*INPUT DATA*.
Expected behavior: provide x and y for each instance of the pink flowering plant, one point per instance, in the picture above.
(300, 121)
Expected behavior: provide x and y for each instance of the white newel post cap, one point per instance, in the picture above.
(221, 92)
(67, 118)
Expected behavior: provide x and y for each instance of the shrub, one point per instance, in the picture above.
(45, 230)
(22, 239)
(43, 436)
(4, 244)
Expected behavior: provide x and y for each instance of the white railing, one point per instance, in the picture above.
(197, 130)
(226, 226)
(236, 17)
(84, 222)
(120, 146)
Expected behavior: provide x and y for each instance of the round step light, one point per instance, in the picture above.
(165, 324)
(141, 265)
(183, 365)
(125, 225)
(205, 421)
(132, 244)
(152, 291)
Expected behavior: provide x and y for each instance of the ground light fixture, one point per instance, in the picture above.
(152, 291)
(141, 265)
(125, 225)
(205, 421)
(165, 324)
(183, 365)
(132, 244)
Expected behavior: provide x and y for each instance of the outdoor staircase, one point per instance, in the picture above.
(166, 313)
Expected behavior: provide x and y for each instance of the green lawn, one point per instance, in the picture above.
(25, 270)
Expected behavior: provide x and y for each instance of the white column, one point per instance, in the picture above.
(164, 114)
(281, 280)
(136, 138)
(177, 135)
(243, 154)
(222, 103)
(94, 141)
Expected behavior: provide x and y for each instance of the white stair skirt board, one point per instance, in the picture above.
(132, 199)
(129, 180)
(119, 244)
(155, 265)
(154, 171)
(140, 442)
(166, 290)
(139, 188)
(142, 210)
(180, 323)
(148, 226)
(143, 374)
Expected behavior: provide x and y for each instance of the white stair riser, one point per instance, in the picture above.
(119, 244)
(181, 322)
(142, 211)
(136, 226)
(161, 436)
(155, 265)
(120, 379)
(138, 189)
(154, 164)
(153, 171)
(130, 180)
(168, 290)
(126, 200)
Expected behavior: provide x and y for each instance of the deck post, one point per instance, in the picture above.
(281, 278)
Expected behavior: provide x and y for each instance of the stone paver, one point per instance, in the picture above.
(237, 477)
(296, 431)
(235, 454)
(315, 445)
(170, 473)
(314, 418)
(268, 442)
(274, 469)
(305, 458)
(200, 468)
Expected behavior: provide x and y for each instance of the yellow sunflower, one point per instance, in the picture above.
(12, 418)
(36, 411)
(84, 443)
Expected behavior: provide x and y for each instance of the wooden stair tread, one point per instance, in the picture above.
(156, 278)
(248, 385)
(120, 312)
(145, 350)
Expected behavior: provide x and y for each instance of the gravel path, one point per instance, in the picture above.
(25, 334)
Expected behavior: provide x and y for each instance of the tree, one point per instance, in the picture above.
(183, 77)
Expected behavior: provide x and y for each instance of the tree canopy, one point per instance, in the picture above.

*WHAT YOU HAVE TO DO*. Retype each of the preceding records exactly as printed.

*WRITTEN RESPONSE*.
Expected behavior: provide x and y for each instance of the pink flowering plant, one point per instance, in the picture above.
(300, 121)
Expected behavior: provide x and y for each instance of the white newel post cap, one point per instance, in the picture above.
(221, 92)
(67, 118)
Expected behavior: provide x and y for each instance of the shrub, one point per instance, in the picture above.
(45, 230)
(22, 239)
(43, 436)
(4, 244)
Expected behavior: provide x and y for each instance of the white railing, one point per instance, in the picture above.
(197, 130)
(226, 226)
(236, 17)
(84, 222)
(120, 146)
Expected behavior: provide x and y for each instance of the round step light, one point per instance, in the picture above.
(165, 324)
(141, 265)
(183, 365)
(125, 225)
(205, 421)
(132, 244)
(152, 291)
Expected behavior: provide x and y for each instance of the ground light fixture, one point per instance, in the picture above.
(152, 291)
(141, 265)
(125, 225)
(205, 421)
(165, 324)
(183, 365)
(132, 244)
Expected behavior: provide x and y for each instance of the outdoor staircase, one point per instance, in the picture above.
(166, 313)
Expected behavior: provide x and y for each instance of the green lawn, one point per instance, in the picture above.
(25, 270)
Expected behavior: provide x and y for each instance of the white column, one point per instance, in the picture above.
(164, 114)
(281, 280)
(136, 138)
(177, 135)
(243, 154)
(222, 103)
(94, 141)
Expected behavior: provide x and y for each instance of the white stair skirt board, one point per instance, in the picture above.
(132, 199)
(129, 180)
(119, 244)
(155, 265)
(154, 171)
(140, 442)
(166, 290)
(139, 188)
(142, 210)
(180, 323)
(148, 226)
(143, 374)
Expected behavior: provide x and y for each instance of the white stair riser, one point per instance, in the picture above.
(119, 244)
(181, 322)
(142, 211)
(136, 226)
(161, 436)
(155, 265)
(120, 379)
(138, 189)
(154, 164)
(153, 171)
(130, 180)
(168, 290)
(126, 200)
Expected behavior: provide x and y for each instance of the deck post, one point per instance, in the picture above.
(281, 278)
Expected behavior: provide x and y for each instance of the stone paver, one point per instance, in the picture above.
(237, 477)
(296, 431)
(235, 454)
(315, 445)
(170, 473)
(314, 418)
(268, 442)
(274, 469)
(305, 458)
(200, 468)
Expected behavior: provide x and y for each instance of the yellow sunflower, one point per instance, in the picture above.
(12, 418)
(36, 411)
(84, 443)
Expected behavior: provide x and y for each instance of the wooden stair tread, one point per instance, in the picture above.
(156, 278)
(248, 385)
(120, 312)
(145, 350)
Expected behavior: provide x and y for each instance of the gravel path, one point per instance, in the picture above.
(25, 334)
Expected behavior: provide x and y for each instance of the tree, one point per instance, in the picture above.
(183, 77)
Expected behavior: provide x and y for each instance of the tree canopy, one point per instance, in the picture above.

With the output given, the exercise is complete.